(The task): Please copy each of the following items word for word, with nothing changed.

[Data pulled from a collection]
++++++++++++++++++++

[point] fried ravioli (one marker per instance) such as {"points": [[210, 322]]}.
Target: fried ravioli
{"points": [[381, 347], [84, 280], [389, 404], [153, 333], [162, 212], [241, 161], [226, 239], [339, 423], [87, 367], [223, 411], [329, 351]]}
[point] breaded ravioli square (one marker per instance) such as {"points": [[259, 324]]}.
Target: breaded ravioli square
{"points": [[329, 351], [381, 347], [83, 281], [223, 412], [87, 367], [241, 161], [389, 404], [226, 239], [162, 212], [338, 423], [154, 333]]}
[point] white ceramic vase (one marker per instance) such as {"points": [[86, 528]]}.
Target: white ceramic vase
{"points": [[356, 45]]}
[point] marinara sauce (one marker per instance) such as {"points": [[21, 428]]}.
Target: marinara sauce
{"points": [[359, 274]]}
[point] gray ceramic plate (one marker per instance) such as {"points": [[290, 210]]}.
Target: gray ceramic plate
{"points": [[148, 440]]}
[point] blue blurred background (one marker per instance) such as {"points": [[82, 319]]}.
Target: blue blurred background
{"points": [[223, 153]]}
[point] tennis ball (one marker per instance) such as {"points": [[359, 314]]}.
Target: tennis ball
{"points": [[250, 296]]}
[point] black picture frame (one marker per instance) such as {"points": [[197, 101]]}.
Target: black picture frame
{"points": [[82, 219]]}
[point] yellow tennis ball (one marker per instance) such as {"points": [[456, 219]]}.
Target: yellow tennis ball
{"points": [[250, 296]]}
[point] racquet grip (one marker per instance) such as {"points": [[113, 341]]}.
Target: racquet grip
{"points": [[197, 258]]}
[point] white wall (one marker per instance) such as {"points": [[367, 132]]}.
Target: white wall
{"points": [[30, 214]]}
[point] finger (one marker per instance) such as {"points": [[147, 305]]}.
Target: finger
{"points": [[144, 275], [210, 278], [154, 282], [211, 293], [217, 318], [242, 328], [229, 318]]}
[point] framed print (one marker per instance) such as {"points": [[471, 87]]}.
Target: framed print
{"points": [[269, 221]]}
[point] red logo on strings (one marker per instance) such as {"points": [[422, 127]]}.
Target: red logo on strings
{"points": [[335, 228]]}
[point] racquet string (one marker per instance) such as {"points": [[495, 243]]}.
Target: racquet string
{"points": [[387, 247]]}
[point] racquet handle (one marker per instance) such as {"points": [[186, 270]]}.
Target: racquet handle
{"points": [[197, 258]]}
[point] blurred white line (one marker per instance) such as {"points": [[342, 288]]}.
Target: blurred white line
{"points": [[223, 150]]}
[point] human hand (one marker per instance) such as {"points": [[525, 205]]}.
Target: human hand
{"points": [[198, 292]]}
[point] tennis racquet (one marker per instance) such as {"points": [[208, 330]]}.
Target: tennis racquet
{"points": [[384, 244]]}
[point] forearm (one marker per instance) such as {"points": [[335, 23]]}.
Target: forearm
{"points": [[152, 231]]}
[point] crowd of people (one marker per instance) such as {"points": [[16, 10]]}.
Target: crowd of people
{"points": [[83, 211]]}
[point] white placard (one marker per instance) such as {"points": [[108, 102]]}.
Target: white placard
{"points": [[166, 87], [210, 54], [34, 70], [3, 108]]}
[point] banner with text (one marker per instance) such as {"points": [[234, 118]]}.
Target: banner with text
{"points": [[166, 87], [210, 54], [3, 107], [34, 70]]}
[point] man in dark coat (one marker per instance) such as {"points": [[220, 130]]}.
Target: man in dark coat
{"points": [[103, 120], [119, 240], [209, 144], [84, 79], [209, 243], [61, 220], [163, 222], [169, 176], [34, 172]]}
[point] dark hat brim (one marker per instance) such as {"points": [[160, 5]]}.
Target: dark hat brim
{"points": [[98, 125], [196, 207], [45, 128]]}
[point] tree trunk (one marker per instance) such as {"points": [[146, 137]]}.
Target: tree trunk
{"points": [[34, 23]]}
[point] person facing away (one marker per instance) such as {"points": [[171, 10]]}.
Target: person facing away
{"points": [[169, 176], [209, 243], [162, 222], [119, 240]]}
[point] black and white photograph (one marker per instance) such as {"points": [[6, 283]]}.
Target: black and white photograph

++++++++++++++++++++

(Response):
[point] fried ravioli (one marker per instance) such as {"points": [[210, 322]]}.
Target: fried ravioli
{"points": [[381, 347], [84, 280], [389, 404], [153, 333], [162, 212], [241, 161], [226, 239], [339, 423], [87, 367], [223, 411], [329, 351]]}
[point] breaded ravioli square (one marker per instance) such as {"points": [[259, 324]]}.
Target: breaded ravioli square
{"points": [[329, 351], [381, 347], [83, 281], [223, 412], [87, 367], [241, 161], [389, 404], [226, 239], [162, 212], [338, 423], [154, 333]]}
[point] white ceramic vase (one marker per instance) such as {"points": [[86, 528]]}.
Target: white ceramic vase
{"points": [[356, 45]]}
[point] marinara sauce (one marker per instance) such as {"points": [[21, 428]]}.
Target: marinara sauce
{"points": [[359, 274]]}
[point] gray ceramic plate (one marker per instance) such as {"points": [[290, 210]]}.
Target: gray ceramic plate
{"points": [[148, 440]]}
[point] blue blurred background (one marker per instance) such as {"points": [[82, 319]]}.
Target: blue blurred background
{"points": [[223, 153]]}
[point] tennis ball (one marker per instance) such as {"points": [[359, 314]]}.
Target: tennis ball
{"points": [[250, 296]]}
[point] black picture frame (one marker per instance) such as {"points": [[197, 101]]}.
Target: black picture frame
{"points": [[82, 219]]}
[point] yellow tennis ball (one marker per instance) such as {"points": [[456, 219]]}.
Target: yellow tennis ball
{"points": [[250, 296]]}
[point] racquet grip (one marker per instance) such as {"points": [[113, 341]]}.
Target: racquet grip
{"points": [[197, 258]]}
[point] white wall (one marker per instance) such as {"points": [[367, 132]]}.
Target: white wall
{"points": [[30, 214]]}
[point] finger (one marker per instance) such as {"points": [[147, 305]]}.
Target: finger
{"points": [[144, 275], [210, 278], [154, 282], [211, 293], [217, 318], [242, 328], [229, 318]]}
[point] framed print (one marker per instance) such as {"points": [[471, 87]]}.
Target: framed print
{"points": [[269, 221]]}
[point] red logo on strings (one marker per instance) such as {"points": [[422, 127]]}.
Target: red logo on strings
{"points": [[335, 228]]}
[point] racquet string (one marker per instance) such as {"points": [[495, 243]]}.
Target: racquet string
{"points": [[387, 247]]}
[point] racquet handle (one marker per instance) such as {"points": [[186, 270]]}.
Target: racquet handle
{"points": [[197, 258]]}
[point] blurred white line (one marker per instance) such as {"points": [[342, 288]]}.
Target: blurred white line
{"points": [[223, 150]]}
[point] human hand (one marker per instance) such as {"points": [[525, 205]]}.
Target: human hand
{"points": [[198, 292]]}
[point] tennis racquet (one marker per instance) such as {"points": [[208, 330]]}.
Target: tennis racquet
{"points": [[384, 244]]}
[point] forearm (one marker per instance) such as {"points": [[335, 23]]}.
Target: forearm
{"points": [[152, 231]]}
[point] crowd of people (one marker per instance) such as {"points": [[16, 10]]}.
Target: crowd of people
{"points": [[83, 211]]}
[point] white placard (one marker per instance) such as {"points": [[108, 102]]}.
Target: white placard
{"points": [[166, 87], [210, 54], [34, 70], [3, 108]]}
[point] banner with text (one marker per instance) such as {"points": [[234, 118]]}.
Target: banner with text
{"points": [[166, 87], [210, 54], [3, 107], [34, 70]]}
[point] man in dark coat (one marker per instance) such as {"points": [[220, 130]]}.
Target: man in dark coat
{"points": [[103, 120], [119, 240], [209, 144], [84, 79], [209, 243], [61, 220], [163, 222], [169, 176], [34, 172]]}
[point] dark hat brim (one marker per instance) such as {"points": [[160, 5]]}.
Target: dark hat brim
{"points": [[98, 125], [196, 207], [45, 128]]}
[point] tree trunk (one marker per instance) such as {"points": [[146, 137]]}.
Target: tree trunk
{"points": [[34, 23]]}
[point] person facing away (one marker per instance) such as {"points": [[171, 10]]}.
Target: person facing away
{"points": [[169, 176], [209, 243], [162, 222], [119, 240]]}
[point] black and white photograph (one marker per instance) such as {"points": [[6, 283]]}.
Target: black and white photograph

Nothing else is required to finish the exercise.